AUFGABE 1 ::
In welchem Jahr zog die Familie laut dem Textauszug nach Bad Wildbad?
AUFGABE 2 ::
Gib den Abschnitt des Textauszugs wörtlich wieder, beginnend bei „Kinderpsychiaterin befragte und“ und endend bei „die Ermittlungen auf.“.

VORLIEGENDER TEXTAUSZUG ::

────────────────

Das 2004 von der damals 16-jährigen Mutter geborene Mädchen war zunächst bei seiner Oma aufgewachsen. Mit der Heirat des Paares und einer Wohnung in Dobel war es aber 2007 unter Mitwirkung des Jugendamts zu seinen Eltern gekommen. Die Familie bekam Zuwachs von drei weiteren Kindern, zog nach Bad Herrenalb und schließlich 2015 nach Bad Wildbad. Die Sozialarbeiterin kümmerte sich erneut besonders um das älteste Mädchen, weil es nach Jahren wieder Kontakt zu seiner Oma suchte – und umgekehrt.

Kinderpsychiaterin befragte und untersuchte das Kind

Bei der Heimfahrt von einem Ausflug nach Pforzheim machte das Mädchen der Familienhelferin gegenüber Andeutungen über sexuelle Übergriffe des Vaters, nachdem die Mutter über Handy nachgefragt hatte, ob das Kind sich ihr deswegen anvertraut hätte. Die Sozialarbeiterin verständigte eine Kollegin und die Vorgesetzten, die Kripo nahm die Ermittlungen auf.

Eine Tübinger Kinder- und Jugendpsychiaterin, jetzt Gutachterin im Prozess, befragte und untersuchte das Kind eingehend. Ihre Beurteilung und die polizeilichen Ermittlungen führten zunächst zu einem vorsorglichen Verweis für den verdächtigten Vater, später zur Anklage.

────────────────

EXTRAHIERTES MATERIAL ::
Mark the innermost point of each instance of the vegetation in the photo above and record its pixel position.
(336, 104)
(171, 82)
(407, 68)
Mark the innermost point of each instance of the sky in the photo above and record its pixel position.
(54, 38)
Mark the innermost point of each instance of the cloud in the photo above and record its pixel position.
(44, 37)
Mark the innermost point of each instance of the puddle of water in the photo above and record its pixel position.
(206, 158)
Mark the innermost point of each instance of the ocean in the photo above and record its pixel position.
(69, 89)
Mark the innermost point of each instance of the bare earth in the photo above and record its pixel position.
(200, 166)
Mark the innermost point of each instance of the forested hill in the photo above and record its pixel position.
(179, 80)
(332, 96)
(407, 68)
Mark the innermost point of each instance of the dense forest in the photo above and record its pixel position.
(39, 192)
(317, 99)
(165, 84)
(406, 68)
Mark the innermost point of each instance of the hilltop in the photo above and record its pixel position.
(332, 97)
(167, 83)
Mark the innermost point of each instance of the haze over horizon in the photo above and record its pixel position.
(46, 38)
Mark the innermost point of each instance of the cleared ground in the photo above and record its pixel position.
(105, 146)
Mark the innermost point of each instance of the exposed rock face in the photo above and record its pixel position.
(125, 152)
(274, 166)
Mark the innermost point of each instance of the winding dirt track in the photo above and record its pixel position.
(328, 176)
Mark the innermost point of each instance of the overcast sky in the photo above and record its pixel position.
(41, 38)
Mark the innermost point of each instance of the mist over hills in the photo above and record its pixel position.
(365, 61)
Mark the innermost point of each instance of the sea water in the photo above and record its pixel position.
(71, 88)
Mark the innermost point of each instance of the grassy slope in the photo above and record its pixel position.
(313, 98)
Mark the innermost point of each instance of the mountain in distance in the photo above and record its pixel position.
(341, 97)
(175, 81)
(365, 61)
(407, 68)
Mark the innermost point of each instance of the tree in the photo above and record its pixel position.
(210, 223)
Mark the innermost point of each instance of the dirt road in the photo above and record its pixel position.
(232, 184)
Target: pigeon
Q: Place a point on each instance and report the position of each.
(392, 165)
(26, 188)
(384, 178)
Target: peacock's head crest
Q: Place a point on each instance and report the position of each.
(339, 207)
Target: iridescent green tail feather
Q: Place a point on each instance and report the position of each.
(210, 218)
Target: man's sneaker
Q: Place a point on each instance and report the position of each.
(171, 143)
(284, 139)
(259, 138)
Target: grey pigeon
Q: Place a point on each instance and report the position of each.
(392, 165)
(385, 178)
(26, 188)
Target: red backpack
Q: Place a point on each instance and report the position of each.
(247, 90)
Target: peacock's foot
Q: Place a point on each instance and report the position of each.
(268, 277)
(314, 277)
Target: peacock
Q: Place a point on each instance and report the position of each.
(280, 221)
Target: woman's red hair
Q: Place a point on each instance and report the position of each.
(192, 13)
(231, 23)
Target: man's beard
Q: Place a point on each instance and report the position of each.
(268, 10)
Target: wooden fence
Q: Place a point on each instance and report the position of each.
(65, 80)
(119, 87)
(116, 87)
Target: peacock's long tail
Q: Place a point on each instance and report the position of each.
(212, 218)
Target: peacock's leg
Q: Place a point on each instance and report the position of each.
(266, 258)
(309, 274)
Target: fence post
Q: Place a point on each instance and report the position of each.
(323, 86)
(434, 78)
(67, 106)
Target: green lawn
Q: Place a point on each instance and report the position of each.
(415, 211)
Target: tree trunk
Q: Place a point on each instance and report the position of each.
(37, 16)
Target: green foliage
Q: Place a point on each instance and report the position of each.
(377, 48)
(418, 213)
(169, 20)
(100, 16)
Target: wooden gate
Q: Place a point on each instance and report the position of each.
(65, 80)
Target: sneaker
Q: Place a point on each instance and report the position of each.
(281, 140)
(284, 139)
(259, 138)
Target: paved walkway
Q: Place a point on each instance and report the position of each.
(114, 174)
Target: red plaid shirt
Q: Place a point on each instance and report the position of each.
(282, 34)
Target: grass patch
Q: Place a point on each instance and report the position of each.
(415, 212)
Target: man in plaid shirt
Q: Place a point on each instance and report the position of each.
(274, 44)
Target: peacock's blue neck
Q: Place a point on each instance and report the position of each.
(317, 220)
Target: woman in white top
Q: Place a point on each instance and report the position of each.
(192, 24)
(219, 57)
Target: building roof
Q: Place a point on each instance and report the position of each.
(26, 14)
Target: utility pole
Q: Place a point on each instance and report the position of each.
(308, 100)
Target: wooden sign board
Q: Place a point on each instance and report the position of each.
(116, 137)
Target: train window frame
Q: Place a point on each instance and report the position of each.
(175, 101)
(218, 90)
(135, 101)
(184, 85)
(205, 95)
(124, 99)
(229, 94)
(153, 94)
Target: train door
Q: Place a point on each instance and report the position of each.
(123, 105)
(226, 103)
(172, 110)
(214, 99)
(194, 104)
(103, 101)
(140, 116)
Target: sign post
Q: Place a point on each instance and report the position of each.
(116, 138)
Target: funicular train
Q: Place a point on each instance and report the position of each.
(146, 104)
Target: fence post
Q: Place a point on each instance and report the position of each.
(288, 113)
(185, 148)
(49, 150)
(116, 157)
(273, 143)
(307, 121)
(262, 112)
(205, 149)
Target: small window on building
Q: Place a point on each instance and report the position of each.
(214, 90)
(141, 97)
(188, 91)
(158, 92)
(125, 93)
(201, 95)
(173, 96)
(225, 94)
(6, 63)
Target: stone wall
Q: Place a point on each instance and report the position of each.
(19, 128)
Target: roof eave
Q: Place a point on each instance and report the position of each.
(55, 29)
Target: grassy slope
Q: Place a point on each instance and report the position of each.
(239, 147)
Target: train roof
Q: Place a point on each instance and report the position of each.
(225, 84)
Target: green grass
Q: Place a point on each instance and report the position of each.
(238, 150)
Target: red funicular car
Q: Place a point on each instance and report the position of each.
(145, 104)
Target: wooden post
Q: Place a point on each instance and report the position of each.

────────────────

MUSTERLÖSUNG 1 ::
Im Jahr 2015.

MUSTERLÖSUNG 2 ::
Kinderpsychiaterin befragte und untersuchte das Kind

Bei der Heimfahrt von einem Ausflug nach Pforzheim machte das Mädchen der Familienhelferin gegenüber Andeutungen über sexuelle Übergriffe des Vaters, nachdem die Mutter über Handy nachgefragt hatte, ob das Kind sich ihr deswegen anvertraut hätte. Die Sozialarbeiterin verständigte eine Kollegin und die Vorgesetzten, die Kripo nahm die Ermittlungen auf.